### Prompt
Can you continue the forum discussion about dating a coworker while poly, starting right after its last sentence?

I guess I've got to decide if Jane is worth the risk, and if not then make my peace with it and move on.
 
Yeah, avoiding dating people at work is not a poly thing - it's true if you are single and monogamous. But being poly or in an open relationship carries with it an extra level of risk if you are not comfortable with being outed. Especially if you don't know if Jane is poly then, mostly likely, odds are the she is not.

As with any sales, finding someone new who is interested involves more work on your part than the "bird in the hand" but you'll be much happier in the long run putting in the effort to look elsewhere.
 
I just have to say that if I had a policy of never dating anyone from my workplace, I never would have had any kind of love life. In my lifetime, I have had many relationships with men I met at work -- both co-workers and bosses -- and none of it ever turned out badly with regard to my any of those jobs, even after break-ups. Admittedly, none of them were poly situations, but some were cheating situations with married men or instances where dating my boss would've gotten us both in trouble -- and nobody else I worked with ever knew or even guessed what was going on. I think the key is being a good judge of what kind of person your object of affection is and also being great at keeping secrets. I guess because I have a background from my childhood of hiding the circumstances of my home life very well, I always know how to act like nothing is going on. So, OP, I just wanted you to know that not everyone is going to jump on the "don't date anyone from work" bandwagon. I think every situation is different and it's a matter of assessing it well.

### Supplied records
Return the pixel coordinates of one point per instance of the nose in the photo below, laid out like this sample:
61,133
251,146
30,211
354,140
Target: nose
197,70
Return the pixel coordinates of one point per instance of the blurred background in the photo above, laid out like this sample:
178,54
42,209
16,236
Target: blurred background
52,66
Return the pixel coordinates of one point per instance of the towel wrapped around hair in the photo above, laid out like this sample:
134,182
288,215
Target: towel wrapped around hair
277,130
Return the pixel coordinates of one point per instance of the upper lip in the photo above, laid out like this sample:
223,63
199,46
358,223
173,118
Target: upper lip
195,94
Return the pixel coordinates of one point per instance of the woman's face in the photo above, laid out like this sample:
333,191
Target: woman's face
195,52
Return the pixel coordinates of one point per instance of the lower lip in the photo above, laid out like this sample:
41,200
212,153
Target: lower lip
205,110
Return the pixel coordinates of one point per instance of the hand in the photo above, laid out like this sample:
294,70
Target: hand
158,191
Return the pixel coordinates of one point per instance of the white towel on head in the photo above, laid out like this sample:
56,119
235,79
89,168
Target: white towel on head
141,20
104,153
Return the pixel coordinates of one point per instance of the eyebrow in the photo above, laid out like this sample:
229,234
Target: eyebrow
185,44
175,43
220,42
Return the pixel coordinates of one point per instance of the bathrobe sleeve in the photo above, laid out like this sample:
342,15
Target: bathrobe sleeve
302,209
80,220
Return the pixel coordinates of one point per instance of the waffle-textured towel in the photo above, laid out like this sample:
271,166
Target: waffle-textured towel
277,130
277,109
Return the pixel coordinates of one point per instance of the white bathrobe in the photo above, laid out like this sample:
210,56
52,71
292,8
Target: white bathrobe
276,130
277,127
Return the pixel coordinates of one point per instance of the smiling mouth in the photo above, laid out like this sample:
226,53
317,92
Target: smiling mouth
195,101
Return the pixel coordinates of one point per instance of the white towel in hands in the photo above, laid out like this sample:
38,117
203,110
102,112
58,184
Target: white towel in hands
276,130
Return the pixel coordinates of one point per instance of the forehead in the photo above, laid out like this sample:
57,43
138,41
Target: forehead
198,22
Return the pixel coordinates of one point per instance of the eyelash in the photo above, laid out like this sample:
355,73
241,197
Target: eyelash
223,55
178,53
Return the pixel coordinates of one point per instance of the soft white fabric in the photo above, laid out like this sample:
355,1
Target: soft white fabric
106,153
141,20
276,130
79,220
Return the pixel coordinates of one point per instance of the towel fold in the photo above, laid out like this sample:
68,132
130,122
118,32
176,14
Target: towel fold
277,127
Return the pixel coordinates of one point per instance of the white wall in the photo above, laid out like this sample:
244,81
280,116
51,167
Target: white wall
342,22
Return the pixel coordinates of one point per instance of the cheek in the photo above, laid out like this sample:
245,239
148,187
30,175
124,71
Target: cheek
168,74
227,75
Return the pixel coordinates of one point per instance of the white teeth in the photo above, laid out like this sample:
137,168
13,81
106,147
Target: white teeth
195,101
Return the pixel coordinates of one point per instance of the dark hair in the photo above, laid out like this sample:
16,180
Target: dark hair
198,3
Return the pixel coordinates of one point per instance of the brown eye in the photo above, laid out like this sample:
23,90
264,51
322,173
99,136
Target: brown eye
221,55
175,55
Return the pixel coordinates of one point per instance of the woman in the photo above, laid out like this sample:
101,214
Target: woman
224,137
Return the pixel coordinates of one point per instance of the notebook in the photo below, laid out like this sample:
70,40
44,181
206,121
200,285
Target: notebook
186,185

### Result
My first (and last) triad involved someone who worked with me. That was twenty something years ago. It got very messy for me when my live-in girlfriend got very jealous that work girlfriend and I spent lots of time together. After that fell apart I swore off work relationships altogether.
 
Many companies have fraternization or code of conduct rules in place for employees. In at will states you don't want to give your employer any reason to fire you. I lost a job over needing shoulder surgery last year. Was never anything but a stellar employee.
 
Hi nate.

Snowbunny has been my partner since 2006, and when we first expressed interest in each other we were coworkers in a Lutheran church. Sometimes I think it's a matter of whether you can be discreet.

With Jane, perhaps the place to start is to invite her to share a cup of coffee with you. If she is interested in you, I should think she'd say yes.

Just my 2¢,
Kevin T.
 
Thanks for all the advice.

I think I'm going to try and spend a bit more time with her during work hours and try and assess if this is something she may be interested in and then invite her out to coffee one time outside of work.

As you say if she's not interested it will probably be a firm no!!!